- Born: 6 August 1939 Noapara, Raozan Upazila, Chittagong District, Bengal Province, British India
- Died: 23 April 2023 (aged 83) Dhaka, Bangladesh
- Education: University of Dhaka
- Known for: Deputy commander of the NAP-Communist Party-Students Union Special Guerrilla Forces
- Political party: Oikya National Awami Party
- Other political affiliations: National Awami Party (Muzaffar) Gano Forum

= Pankaj Bhattacharya =

Bangladeshi freedom fighter

Pankaj Bhattacharya (পঙ্কজ ভট্টাচার্য; 6 August 1939 – 23 April 2023) was a left-wing politician and freedom fighter of the Bangladesh Liberation War. He was the president of the Oikya National Awami Party.

==Early life==
Bhattacharya was born on 6 August 1939 in Noapara, Raozan Upazila, Chittagong District, Bengal Province, British India. He was expelled from Chattogram Collegiate School in 1959 for political activities. He was the vice-president and later president in 1962 of the central committee of the East Pakistan Students Union.

Bhattacharya studied the Bengali language at the University of Dhaka. He stayed at Jagannath Hall.

§ **SUPPLIED MATERIAL**
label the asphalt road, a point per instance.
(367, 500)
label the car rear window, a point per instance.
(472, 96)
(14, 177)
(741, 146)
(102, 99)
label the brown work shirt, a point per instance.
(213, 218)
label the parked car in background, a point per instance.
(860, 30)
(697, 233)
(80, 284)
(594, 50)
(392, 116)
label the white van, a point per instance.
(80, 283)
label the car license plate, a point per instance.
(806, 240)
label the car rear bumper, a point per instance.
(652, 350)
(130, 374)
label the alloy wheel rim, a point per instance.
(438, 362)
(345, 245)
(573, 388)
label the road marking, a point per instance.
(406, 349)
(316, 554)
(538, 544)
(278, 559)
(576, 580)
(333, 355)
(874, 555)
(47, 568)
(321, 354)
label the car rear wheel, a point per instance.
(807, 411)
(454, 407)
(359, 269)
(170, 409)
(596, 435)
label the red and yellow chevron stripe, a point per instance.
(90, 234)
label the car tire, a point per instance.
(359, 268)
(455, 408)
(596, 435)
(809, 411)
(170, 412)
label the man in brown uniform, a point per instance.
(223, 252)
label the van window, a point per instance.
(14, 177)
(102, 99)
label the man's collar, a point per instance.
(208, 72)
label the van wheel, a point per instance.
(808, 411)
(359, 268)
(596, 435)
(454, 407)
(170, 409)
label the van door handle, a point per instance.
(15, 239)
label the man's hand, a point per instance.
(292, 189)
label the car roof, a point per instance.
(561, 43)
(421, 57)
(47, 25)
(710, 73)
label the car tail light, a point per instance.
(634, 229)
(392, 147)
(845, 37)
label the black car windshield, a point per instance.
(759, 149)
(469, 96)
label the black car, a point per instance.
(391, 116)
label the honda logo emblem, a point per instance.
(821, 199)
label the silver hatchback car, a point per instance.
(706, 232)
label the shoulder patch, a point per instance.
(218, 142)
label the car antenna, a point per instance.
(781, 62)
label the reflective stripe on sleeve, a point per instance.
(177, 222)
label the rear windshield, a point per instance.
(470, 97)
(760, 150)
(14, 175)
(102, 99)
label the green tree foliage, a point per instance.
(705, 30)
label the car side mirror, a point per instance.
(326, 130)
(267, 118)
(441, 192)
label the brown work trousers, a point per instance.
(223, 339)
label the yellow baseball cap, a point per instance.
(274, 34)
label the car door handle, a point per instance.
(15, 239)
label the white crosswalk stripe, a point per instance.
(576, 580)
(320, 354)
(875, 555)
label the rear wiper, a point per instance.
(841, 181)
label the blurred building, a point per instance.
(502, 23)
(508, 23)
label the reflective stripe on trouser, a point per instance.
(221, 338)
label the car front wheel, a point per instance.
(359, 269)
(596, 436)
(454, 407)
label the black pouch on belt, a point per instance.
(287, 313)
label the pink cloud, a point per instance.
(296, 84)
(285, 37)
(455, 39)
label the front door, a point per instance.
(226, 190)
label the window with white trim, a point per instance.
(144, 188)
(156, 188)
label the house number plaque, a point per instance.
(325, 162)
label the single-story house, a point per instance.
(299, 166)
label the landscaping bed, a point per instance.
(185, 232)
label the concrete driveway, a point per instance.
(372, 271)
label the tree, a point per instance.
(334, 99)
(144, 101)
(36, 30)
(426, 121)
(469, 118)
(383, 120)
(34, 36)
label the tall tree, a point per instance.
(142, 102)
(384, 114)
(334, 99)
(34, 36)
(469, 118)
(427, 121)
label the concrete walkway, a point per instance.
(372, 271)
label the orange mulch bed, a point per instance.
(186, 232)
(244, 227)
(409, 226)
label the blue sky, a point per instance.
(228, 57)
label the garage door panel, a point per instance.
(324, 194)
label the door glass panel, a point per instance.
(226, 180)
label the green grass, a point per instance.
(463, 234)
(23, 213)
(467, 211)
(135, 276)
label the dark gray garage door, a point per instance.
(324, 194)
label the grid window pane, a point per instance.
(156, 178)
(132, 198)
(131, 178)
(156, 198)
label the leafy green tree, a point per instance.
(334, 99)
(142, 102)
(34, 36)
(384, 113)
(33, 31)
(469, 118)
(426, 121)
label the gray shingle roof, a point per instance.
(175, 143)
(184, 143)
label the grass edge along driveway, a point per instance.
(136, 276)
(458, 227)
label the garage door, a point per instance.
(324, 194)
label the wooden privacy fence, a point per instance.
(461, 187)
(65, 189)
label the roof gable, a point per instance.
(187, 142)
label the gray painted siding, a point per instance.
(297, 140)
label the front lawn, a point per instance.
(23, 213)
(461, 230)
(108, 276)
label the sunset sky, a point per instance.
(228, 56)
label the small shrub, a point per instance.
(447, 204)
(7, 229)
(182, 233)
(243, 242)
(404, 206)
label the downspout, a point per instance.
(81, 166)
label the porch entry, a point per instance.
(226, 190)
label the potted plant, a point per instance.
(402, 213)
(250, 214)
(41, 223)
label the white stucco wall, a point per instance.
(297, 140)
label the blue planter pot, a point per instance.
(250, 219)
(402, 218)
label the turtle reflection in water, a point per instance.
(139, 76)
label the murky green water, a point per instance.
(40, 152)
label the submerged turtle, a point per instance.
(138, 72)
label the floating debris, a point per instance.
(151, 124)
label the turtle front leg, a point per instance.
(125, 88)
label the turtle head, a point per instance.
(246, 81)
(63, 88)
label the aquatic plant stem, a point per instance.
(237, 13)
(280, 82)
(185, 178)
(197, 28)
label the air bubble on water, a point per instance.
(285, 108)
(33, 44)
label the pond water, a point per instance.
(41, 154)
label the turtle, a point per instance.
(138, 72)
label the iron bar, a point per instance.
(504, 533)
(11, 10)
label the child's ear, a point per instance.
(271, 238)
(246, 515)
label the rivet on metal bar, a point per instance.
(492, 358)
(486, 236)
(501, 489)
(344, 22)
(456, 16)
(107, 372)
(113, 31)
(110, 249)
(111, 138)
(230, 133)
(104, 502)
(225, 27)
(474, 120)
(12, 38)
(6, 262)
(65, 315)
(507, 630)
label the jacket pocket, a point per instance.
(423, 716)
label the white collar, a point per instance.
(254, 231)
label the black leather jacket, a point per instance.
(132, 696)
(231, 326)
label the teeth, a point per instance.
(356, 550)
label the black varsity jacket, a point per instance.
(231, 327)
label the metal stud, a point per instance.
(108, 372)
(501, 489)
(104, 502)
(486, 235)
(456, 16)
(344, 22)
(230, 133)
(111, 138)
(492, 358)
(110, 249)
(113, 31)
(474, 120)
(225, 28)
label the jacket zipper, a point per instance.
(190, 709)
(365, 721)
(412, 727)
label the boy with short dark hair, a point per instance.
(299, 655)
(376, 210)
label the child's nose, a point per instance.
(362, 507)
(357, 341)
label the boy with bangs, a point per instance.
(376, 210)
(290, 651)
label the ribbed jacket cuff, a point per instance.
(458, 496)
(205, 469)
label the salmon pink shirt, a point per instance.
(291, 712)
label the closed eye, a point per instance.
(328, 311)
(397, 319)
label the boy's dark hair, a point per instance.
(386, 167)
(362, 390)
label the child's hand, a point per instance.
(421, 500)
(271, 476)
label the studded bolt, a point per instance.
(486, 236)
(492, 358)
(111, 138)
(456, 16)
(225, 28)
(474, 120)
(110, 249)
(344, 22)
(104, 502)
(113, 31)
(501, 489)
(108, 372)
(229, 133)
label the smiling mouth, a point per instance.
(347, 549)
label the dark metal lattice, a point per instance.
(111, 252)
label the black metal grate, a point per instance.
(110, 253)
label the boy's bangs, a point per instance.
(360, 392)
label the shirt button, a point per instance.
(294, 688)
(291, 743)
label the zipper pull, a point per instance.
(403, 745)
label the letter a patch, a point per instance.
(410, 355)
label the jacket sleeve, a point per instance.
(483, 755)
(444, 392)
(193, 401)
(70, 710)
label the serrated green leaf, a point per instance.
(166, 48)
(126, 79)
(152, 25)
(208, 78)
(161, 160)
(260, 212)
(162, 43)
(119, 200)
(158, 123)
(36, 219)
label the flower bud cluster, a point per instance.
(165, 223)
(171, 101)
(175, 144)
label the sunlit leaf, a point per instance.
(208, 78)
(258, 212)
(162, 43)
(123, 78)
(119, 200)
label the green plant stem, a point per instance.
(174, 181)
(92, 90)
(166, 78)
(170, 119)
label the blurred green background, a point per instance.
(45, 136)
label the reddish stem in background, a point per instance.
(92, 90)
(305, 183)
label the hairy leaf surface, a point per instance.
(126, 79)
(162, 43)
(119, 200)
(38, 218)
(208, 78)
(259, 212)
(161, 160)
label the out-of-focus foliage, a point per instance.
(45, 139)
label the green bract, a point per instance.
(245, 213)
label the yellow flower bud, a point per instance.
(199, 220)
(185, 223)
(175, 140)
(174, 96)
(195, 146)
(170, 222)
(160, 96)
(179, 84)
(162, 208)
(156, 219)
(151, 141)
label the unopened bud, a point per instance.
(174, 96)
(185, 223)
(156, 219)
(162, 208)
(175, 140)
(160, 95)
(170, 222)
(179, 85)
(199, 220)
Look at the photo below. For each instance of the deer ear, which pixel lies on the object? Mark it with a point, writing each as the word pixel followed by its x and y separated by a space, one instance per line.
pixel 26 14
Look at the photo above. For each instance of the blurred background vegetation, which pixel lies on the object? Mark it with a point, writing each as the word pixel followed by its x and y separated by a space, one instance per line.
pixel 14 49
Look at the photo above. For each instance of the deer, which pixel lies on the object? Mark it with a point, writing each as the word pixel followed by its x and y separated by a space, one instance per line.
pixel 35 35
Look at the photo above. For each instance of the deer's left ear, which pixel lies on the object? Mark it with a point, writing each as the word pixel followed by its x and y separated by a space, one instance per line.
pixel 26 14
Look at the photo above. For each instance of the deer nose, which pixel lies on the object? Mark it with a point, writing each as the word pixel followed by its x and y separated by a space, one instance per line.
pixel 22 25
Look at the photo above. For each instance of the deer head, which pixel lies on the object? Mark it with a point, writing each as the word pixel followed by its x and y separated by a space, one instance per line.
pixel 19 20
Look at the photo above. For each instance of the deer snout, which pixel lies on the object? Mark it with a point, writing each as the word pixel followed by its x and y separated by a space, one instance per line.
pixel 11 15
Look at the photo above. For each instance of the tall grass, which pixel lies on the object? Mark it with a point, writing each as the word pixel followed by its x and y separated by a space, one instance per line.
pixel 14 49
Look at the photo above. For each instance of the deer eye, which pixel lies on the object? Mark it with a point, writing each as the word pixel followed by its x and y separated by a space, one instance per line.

§ **TASKS**
a) Please list each place name that makes up Pankaj Bhattacharya's birthplace in the biography, from the smallest to the largest.
b) Continue the Pankaj Bhattacharya biography, starting after its final sentence about Jagannath Hall.
The records have nothing to do with what comes next.

§ **THE ANSWERS**
a) Noapara; Raozan Upazila; Chittagong District; Bengal Province; British India

b)
==Career==
Bhattacharya was active in the movement against Pakistani President Ayub Khan in the 1960s. He was sent to jail in 1964. He was again arrested in 1967 and detained in the office of the Detective Branch in the Shadhin Bangla Conspiracy Case in 1967. He was kept in prison with Sheikh Mujibur Rahman for 19 days. Mujib asked the prison authorities to open the main gate of the prison after Bhattacharya was released so that he would not have to bow his head on the way out through the small gate. He joined National Awami Party with Matia Chowdhury.

Bhattacharya was the deputy commander of the NAP-Communist Party-Students Union Special Guerrilla Forces in the Bangladesh Liberation War in 1971.

Bhattacharya was a leader of the National Awami Party (Muzaffar). He provided aid during the Bangladesh famine of 1974. He joined Gano Forum in the 1993 as a founding presidium member under Dr. Kamal Hossain. He founded Shamajik Andalan as an outlet for progressive and democratic voices.

Bhattacharya founded the Oikya National Awami Party in 2010.

Bhattacharya published his memoirs Amar Sei Sab Din in 2023.

== Personal life ==
Bhattacharya was married to Rakhi Das Puraykayastha (died April 2022).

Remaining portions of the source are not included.